• [WHAT YOU WILL DO]: Filter the records below, copying each line that contains the string "shade".

• [THE DATA]:
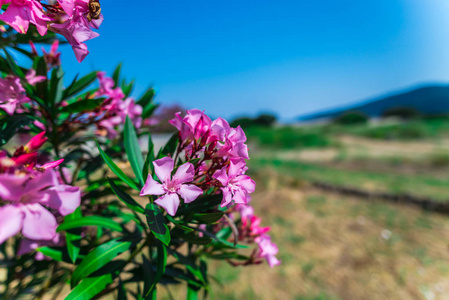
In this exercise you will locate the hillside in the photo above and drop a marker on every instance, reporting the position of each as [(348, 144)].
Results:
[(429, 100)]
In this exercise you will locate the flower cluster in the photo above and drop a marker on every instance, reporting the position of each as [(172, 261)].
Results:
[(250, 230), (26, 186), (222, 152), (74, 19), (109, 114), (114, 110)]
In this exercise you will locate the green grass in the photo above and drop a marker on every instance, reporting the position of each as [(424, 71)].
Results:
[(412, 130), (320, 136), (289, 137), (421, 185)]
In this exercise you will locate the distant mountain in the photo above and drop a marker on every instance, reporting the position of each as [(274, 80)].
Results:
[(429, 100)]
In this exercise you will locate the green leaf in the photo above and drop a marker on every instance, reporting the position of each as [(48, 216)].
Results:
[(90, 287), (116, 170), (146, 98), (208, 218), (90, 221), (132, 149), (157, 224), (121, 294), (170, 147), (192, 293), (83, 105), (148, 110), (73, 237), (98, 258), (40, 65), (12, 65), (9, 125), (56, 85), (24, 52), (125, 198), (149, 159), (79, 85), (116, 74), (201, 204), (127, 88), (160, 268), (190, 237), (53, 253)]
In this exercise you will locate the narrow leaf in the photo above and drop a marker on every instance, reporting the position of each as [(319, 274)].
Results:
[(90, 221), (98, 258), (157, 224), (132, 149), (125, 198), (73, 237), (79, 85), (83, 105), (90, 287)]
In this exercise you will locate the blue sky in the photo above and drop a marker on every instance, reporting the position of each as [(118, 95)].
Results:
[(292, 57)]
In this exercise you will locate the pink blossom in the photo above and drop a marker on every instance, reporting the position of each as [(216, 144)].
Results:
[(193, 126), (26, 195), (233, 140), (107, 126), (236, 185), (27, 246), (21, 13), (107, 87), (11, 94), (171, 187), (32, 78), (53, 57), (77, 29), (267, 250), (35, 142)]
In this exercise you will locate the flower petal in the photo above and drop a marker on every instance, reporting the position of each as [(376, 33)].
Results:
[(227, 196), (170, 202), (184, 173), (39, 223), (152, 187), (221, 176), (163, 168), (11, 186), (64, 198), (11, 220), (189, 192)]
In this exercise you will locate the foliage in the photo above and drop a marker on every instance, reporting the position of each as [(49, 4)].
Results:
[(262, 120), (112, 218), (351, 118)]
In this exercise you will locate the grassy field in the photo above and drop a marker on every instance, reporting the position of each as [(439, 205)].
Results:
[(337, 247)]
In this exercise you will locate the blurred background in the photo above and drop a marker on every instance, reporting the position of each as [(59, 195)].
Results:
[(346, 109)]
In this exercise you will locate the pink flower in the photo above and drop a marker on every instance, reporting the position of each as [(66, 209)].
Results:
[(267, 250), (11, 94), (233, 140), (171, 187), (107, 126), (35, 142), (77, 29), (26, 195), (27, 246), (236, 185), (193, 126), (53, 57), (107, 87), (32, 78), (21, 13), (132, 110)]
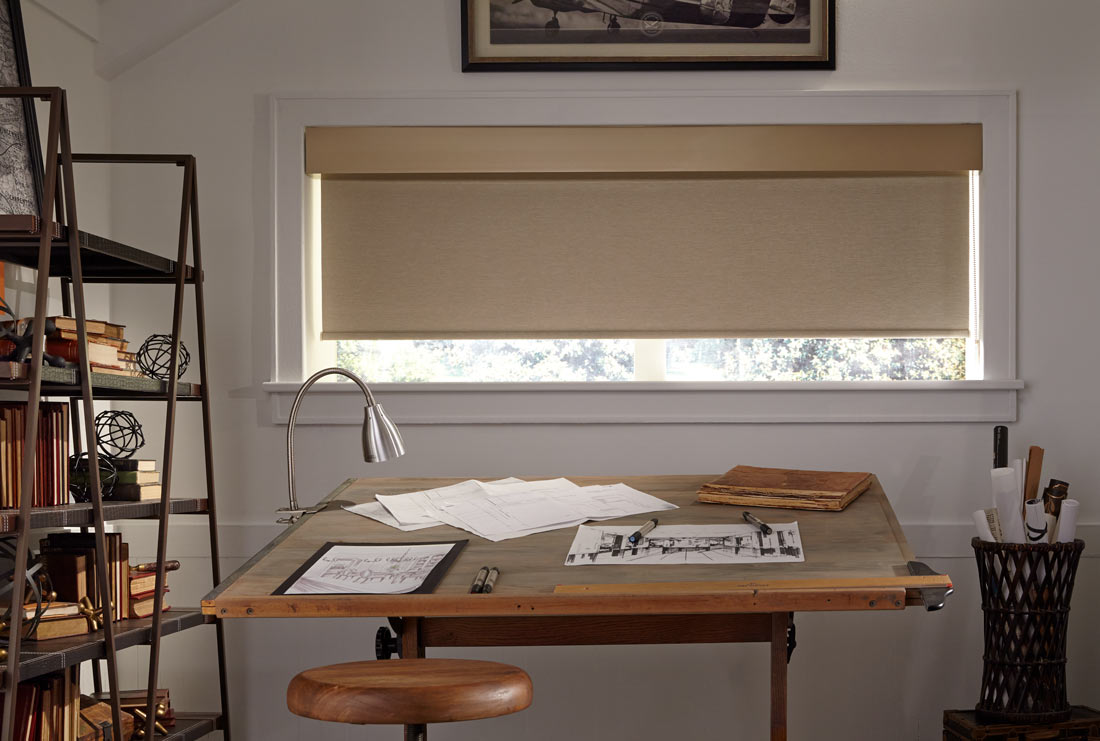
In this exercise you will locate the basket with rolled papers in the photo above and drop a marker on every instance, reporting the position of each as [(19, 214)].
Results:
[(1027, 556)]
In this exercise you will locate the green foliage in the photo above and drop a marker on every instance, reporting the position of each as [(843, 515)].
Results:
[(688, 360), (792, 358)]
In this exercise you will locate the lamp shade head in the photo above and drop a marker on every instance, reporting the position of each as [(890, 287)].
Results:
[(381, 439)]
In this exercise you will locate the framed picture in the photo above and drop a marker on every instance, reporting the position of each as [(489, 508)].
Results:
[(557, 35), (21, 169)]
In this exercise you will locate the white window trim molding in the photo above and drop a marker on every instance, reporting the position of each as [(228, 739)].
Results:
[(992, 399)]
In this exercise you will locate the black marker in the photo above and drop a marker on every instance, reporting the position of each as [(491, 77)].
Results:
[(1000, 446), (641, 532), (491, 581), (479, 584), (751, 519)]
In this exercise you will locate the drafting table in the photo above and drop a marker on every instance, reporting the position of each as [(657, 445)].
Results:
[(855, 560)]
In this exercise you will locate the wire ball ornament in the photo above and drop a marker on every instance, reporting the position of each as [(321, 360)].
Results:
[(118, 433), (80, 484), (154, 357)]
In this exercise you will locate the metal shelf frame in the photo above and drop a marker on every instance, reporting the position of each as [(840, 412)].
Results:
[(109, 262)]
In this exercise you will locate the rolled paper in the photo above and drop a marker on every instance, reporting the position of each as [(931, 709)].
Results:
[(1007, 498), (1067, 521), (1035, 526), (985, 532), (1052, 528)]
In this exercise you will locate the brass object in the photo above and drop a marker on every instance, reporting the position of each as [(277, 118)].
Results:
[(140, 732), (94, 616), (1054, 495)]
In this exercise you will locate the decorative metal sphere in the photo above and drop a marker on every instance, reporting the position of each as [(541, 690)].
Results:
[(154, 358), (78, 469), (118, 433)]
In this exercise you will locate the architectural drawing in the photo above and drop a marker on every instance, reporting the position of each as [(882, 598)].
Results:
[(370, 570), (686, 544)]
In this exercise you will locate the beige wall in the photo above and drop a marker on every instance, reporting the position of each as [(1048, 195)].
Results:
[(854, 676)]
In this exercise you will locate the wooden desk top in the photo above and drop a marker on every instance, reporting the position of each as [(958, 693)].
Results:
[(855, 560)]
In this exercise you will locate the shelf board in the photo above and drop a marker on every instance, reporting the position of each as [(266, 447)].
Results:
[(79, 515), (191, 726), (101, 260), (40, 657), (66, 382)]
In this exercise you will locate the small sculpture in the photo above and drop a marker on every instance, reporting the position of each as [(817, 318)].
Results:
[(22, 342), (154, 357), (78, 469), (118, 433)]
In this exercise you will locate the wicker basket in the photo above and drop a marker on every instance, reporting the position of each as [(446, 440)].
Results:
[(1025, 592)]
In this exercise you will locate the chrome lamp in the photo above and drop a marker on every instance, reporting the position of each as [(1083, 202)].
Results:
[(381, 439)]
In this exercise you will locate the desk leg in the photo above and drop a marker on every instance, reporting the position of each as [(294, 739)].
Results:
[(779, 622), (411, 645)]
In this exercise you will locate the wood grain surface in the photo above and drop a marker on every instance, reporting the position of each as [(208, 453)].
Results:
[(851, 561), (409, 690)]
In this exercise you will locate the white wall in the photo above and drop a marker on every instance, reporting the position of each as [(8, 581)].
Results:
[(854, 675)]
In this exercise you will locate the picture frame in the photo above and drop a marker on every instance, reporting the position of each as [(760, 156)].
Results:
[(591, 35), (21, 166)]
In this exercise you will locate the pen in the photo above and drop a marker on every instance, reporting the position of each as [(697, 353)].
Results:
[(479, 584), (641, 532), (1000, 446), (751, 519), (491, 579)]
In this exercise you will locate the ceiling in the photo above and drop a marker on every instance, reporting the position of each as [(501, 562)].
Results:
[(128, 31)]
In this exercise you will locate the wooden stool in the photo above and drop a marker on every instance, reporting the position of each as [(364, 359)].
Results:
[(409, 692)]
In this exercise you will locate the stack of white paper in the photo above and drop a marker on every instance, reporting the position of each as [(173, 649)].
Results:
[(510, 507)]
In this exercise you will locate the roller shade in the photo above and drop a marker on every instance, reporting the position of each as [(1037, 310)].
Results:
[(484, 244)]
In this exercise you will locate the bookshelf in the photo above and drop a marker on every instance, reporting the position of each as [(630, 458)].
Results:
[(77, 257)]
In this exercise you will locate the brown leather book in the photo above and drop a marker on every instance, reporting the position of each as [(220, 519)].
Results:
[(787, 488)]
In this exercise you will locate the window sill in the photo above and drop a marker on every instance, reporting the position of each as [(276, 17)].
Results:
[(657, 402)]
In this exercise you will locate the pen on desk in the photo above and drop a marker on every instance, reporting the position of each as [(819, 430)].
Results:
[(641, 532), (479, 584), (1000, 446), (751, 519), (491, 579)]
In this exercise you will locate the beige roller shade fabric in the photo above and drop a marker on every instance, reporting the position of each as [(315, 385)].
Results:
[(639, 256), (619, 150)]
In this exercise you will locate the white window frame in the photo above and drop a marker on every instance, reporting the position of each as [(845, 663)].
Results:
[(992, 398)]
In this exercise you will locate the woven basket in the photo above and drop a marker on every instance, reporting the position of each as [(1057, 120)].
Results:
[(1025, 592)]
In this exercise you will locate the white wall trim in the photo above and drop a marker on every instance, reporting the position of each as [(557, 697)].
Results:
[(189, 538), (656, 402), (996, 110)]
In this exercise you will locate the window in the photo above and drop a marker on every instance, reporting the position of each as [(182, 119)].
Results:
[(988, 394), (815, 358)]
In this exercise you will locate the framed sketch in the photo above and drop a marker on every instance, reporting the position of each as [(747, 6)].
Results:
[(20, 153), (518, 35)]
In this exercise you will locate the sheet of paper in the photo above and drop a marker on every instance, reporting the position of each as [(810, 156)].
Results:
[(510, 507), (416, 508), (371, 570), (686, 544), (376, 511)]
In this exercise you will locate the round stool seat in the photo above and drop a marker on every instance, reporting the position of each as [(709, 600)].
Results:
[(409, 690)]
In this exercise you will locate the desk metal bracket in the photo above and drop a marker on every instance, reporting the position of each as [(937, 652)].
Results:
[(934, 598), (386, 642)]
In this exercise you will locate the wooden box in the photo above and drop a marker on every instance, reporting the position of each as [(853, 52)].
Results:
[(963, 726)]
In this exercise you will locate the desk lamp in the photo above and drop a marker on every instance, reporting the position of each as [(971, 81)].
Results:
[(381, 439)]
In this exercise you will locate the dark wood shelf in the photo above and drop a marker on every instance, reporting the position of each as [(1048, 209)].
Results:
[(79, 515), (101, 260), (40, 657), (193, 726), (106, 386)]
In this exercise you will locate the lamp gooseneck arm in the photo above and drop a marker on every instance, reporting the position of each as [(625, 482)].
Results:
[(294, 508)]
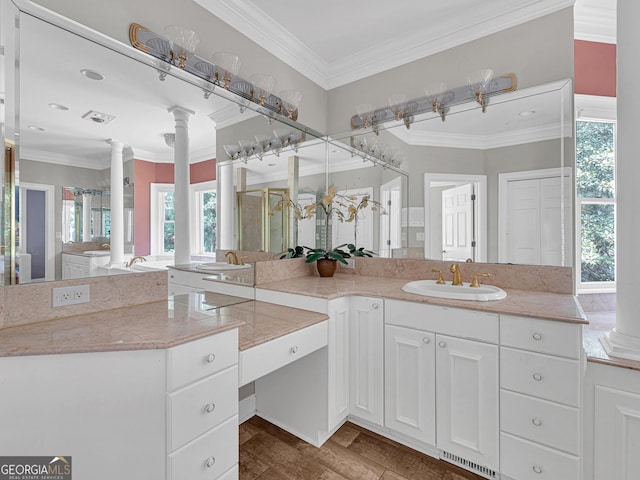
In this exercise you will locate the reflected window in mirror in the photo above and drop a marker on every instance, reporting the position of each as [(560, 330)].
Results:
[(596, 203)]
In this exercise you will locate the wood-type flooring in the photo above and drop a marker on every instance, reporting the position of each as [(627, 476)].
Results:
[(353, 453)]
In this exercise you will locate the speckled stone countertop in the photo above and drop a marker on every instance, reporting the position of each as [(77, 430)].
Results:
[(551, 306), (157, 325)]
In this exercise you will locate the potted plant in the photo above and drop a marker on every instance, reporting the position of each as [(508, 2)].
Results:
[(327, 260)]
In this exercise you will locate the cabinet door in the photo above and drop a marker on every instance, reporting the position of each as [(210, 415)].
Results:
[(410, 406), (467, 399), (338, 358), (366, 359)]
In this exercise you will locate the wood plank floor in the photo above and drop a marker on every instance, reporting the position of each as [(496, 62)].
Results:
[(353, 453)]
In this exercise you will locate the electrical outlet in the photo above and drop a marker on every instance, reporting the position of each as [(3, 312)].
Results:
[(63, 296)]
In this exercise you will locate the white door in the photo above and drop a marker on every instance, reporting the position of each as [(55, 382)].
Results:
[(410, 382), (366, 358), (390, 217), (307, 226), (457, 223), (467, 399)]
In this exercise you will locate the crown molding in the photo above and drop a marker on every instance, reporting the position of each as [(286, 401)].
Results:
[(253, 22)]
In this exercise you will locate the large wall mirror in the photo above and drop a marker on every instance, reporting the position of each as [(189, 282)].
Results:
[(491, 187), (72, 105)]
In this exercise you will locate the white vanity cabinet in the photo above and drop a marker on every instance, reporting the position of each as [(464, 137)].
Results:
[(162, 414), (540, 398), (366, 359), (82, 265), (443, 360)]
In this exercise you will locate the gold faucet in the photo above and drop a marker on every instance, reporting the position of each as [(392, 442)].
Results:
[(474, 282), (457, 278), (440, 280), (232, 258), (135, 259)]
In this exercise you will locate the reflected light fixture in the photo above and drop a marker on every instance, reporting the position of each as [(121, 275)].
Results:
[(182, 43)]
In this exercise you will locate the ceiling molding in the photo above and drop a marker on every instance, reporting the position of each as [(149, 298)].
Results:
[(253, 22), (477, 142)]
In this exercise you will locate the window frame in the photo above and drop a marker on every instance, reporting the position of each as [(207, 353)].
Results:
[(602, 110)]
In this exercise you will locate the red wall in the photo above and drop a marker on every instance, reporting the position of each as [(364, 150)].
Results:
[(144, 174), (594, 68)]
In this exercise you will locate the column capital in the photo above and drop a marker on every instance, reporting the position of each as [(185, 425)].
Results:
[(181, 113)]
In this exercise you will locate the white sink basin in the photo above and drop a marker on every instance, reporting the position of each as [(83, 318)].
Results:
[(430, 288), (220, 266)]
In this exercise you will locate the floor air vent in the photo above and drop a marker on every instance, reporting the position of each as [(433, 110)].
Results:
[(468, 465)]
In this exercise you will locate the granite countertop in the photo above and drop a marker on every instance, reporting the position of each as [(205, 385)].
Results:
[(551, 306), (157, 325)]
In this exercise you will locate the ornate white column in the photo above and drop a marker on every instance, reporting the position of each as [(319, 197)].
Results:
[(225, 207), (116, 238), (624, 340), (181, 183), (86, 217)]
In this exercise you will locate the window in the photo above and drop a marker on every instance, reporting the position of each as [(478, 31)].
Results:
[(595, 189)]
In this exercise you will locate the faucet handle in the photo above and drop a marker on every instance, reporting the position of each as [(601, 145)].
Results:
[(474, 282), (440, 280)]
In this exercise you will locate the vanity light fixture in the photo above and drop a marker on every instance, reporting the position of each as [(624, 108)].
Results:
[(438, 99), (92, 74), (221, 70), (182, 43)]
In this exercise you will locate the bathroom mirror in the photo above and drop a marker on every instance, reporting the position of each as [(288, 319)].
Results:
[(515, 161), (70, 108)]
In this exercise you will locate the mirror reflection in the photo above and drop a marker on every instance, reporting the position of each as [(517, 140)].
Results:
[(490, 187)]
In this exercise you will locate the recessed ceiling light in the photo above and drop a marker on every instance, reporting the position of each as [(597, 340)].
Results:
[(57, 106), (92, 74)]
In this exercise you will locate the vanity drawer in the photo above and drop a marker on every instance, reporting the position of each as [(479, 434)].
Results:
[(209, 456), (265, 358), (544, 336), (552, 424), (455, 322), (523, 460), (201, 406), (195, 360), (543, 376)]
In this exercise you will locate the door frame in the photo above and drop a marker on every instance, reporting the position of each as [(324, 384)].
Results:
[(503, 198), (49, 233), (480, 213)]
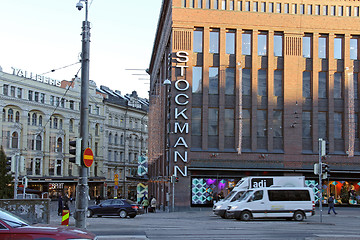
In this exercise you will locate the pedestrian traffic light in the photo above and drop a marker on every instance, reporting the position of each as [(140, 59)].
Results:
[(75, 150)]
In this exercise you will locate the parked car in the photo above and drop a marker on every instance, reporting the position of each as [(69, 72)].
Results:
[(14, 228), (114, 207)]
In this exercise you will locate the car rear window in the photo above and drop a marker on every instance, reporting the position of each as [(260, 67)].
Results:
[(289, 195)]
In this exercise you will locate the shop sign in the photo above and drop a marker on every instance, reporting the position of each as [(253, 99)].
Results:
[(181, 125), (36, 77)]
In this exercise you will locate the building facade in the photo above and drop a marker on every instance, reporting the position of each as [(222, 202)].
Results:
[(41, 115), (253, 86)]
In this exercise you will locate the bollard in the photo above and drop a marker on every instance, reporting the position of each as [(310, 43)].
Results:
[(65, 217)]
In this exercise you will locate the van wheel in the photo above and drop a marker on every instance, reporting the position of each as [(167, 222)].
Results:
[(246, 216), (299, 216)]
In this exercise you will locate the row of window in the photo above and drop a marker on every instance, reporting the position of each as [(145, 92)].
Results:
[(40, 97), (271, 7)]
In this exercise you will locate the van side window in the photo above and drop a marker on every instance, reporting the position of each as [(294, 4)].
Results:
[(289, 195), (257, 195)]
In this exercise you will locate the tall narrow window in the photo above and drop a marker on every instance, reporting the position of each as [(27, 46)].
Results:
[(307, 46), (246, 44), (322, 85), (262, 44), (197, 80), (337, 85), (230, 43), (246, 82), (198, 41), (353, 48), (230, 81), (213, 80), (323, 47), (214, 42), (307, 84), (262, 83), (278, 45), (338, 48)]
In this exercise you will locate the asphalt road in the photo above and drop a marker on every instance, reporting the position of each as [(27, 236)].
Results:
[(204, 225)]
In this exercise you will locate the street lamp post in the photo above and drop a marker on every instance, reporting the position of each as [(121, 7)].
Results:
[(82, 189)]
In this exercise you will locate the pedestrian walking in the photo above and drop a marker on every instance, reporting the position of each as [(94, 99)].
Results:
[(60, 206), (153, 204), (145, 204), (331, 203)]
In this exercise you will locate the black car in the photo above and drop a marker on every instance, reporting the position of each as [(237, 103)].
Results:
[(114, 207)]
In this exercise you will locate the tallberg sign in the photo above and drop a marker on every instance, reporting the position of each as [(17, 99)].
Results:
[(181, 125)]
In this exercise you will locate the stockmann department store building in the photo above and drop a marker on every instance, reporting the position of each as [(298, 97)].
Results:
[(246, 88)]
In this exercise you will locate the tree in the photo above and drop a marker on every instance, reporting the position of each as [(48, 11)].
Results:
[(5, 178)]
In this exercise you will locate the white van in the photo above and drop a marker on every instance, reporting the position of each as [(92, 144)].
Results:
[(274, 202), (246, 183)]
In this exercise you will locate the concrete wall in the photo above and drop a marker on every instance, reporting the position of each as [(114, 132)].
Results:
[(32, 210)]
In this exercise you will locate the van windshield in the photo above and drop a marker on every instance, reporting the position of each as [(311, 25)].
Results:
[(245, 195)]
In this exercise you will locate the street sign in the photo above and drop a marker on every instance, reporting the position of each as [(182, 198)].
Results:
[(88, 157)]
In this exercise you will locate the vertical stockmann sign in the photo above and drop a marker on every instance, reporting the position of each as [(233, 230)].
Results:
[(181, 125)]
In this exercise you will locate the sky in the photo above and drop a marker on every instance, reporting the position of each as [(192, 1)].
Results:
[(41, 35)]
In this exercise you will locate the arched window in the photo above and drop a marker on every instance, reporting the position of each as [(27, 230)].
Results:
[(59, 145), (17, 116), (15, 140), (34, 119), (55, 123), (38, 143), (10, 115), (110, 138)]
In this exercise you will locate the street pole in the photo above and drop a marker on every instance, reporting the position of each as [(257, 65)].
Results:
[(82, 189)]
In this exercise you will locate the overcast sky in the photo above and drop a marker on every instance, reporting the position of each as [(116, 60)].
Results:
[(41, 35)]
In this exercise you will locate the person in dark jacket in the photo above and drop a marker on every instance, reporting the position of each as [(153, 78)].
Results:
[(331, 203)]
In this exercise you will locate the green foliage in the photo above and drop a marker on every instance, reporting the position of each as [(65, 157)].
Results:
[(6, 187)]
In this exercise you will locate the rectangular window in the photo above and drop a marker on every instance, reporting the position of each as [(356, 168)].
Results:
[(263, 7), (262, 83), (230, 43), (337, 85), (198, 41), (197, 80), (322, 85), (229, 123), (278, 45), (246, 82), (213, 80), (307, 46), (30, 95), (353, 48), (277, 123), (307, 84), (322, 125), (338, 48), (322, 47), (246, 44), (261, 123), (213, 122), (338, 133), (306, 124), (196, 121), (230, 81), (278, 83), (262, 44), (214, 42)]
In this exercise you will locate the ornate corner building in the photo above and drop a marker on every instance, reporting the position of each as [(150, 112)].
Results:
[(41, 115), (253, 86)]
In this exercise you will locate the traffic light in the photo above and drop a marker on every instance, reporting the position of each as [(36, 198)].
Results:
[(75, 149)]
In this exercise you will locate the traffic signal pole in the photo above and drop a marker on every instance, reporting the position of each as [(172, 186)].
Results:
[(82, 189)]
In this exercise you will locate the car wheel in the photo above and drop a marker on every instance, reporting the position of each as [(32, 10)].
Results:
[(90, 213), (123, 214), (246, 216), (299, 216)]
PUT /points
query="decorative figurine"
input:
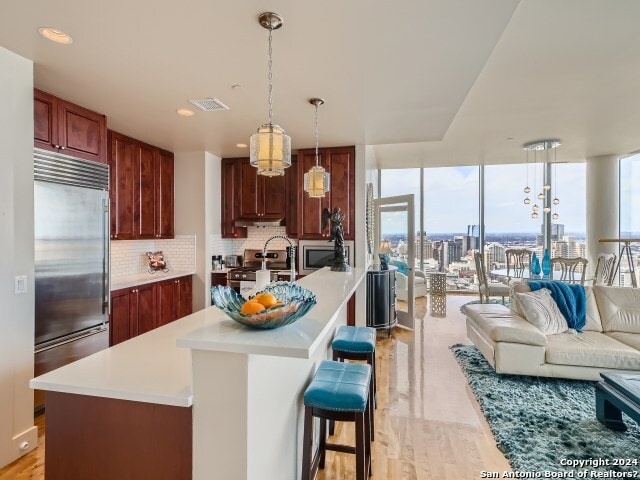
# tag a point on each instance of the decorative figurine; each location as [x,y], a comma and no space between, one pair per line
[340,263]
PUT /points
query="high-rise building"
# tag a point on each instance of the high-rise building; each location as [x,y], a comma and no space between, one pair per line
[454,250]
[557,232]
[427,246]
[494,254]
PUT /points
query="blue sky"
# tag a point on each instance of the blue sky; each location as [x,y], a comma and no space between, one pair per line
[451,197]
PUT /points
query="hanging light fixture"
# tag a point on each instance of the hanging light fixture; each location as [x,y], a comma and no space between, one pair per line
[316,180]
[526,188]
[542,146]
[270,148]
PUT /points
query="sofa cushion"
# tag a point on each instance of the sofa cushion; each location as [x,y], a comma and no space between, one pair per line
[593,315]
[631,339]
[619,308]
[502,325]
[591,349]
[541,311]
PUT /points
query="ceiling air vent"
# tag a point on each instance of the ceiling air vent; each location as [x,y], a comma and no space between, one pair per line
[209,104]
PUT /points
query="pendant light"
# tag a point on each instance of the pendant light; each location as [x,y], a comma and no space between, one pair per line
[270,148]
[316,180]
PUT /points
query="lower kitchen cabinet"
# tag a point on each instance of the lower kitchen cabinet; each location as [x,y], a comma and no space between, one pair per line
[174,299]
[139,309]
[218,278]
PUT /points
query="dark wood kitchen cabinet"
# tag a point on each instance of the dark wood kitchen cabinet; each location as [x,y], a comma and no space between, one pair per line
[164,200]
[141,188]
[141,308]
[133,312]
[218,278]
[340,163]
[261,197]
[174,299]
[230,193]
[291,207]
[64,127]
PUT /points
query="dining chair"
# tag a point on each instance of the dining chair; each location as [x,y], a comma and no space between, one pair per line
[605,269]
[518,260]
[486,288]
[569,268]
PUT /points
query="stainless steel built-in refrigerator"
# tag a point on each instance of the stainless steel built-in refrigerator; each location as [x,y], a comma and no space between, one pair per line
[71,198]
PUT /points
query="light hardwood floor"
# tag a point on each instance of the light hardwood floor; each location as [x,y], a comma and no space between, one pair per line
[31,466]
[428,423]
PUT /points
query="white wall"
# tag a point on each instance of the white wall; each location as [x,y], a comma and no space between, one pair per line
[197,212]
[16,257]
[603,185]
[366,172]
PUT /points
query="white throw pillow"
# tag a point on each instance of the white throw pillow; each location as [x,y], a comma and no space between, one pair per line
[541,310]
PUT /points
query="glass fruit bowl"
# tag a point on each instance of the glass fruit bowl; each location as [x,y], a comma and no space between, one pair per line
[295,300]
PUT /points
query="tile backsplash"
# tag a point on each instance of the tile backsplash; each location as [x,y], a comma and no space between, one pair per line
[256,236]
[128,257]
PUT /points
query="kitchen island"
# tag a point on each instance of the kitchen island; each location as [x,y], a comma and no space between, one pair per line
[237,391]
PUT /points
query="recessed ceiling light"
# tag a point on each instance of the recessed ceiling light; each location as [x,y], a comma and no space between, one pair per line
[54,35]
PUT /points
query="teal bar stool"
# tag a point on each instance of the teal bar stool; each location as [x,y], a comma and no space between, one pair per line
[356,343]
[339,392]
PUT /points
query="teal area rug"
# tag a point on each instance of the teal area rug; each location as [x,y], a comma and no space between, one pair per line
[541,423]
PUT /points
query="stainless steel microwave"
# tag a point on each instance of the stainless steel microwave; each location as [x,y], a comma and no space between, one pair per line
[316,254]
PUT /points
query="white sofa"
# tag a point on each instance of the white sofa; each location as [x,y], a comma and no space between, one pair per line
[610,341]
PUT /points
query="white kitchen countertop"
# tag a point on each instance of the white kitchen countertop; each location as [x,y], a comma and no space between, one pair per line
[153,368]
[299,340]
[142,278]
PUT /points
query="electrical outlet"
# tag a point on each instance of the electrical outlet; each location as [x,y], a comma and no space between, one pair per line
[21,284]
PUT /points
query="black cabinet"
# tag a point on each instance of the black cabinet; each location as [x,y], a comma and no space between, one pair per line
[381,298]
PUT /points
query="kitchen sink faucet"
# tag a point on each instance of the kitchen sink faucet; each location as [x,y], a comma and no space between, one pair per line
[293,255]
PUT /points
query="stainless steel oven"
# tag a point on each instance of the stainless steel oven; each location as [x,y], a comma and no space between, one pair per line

• [RESULT FOR THIS TASK]:
In this exercise you will locate the lamp shade head in the photo above and drop a marker on every instance, reporting the position of each as [(890, 287)].
In this exercise you will locate the roller shade in the photo above and drop a marker on every instance, reporting the position of each as [(1037, 310)].
In this exercise you will locate the beige roller shade fabric in the photo above and drop a marker on every instance, reporting the position of each as [(315, 385)].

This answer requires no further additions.